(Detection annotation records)
--- START ---

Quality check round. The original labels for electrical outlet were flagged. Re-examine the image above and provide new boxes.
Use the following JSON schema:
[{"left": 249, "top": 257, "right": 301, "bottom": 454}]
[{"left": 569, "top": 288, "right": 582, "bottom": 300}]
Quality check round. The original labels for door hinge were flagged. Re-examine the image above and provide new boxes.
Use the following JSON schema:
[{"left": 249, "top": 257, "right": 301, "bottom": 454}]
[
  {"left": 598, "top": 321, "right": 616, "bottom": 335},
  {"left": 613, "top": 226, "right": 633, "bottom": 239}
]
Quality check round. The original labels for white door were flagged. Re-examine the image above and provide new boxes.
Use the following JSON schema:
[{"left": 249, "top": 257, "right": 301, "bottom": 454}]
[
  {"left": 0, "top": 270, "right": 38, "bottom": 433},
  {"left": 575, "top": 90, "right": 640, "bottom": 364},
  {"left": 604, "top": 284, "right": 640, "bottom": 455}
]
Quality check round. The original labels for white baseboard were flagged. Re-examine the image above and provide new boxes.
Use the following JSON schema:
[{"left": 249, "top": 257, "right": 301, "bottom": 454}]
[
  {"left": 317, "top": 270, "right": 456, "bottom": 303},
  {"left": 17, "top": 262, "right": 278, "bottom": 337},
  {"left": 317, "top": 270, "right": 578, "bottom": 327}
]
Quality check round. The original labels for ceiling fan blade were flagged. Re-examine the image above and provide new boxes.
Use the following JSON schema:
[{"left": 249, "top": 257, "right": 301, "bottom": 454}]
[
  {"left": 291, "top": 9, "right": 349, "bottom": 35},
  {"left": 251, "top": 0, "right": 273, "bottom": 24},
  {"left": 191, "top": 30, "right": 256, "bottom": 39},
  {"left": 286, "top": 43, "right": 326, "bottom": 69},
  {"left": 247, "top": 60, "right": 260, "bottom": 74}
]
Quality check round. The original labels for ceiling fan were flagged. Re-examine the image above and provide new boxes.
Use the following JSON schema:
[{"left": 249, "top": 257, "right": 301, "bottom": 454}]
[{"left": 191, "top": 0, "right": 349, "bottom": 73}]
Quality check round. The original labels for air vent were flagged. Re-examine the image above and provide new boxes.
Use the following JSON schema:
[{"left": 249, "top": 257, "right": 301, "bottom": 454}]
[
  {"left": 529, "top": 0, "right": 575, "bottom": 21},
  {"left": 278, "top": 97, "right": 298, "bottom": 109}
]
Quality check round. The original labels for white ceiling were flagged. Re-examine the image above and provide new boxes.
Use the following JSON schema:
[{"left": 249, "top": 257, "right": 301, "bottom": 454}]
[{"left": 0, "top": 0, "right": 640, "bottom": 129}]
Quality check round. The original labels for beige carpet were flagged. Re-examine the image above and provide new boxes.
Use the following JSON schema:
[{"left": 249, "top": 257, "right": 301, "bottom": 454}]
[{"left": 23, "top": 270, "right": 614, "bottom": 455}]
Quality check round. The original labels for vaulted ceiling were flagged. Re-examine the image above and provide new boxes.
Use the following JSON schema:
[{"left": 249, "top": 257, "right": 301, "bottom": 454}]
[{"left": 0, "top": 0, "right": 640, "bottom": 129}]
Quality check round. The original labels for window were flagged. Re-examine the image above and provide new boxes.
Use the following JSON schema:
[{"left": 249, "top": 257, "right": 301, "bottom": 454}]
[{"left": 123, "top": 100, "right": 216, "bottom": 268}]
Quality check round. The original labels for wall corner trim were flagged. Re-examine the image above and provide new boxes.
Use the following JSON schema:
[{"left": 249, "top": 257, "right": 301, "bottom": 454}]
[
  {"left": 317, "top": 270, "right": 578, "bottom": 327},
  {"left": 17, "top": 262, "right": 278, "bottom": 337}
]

--- END ---

**Work to be completed**
Pick out and copy each line of the material that contains the word "original".

**Complete answer**
Quality check round. The original labels for electrical outlet were flagged. Re-examine the image above and provide new boxes.
Quality check round. The original labels for door hinge were flagged. Re-examine the image above and provide new boxes.
Quality check round. The original labels for white door were flagged. Re-examine the image above and provide new boxes.
Quality check round. The original labels for white baseboard were flagged. Re-examine the image above and provide new boxes.
Quality check round. The original labels for ceiling fan blade were flagged. Re-examine the image above and provide new boxes.
Quality check round. The original labels for ceiling fan were flagged. Re-examine the image above and provide new boxes.
Quality check round. The original labels for air vent were flagged. Re-examine the image above and provide new boxes.
Quality check round. The original labels for white ceiling were flagged. Re-examine the image above and provide new boxes.
Quality check round. The original labels for beige carpet were flagged. Re-examine the image above and provide new boxes.
Quality check round. The original labels for vaulted ceiling were flagged. Re-examine the image above and provide new boxes.
Quality check round. The original labels for window were flagged. Re-examine the image above and provide new boxes.
Quality check round. The original labels for wall corner trim were flagged. Re-examine the image above and provide new boxes.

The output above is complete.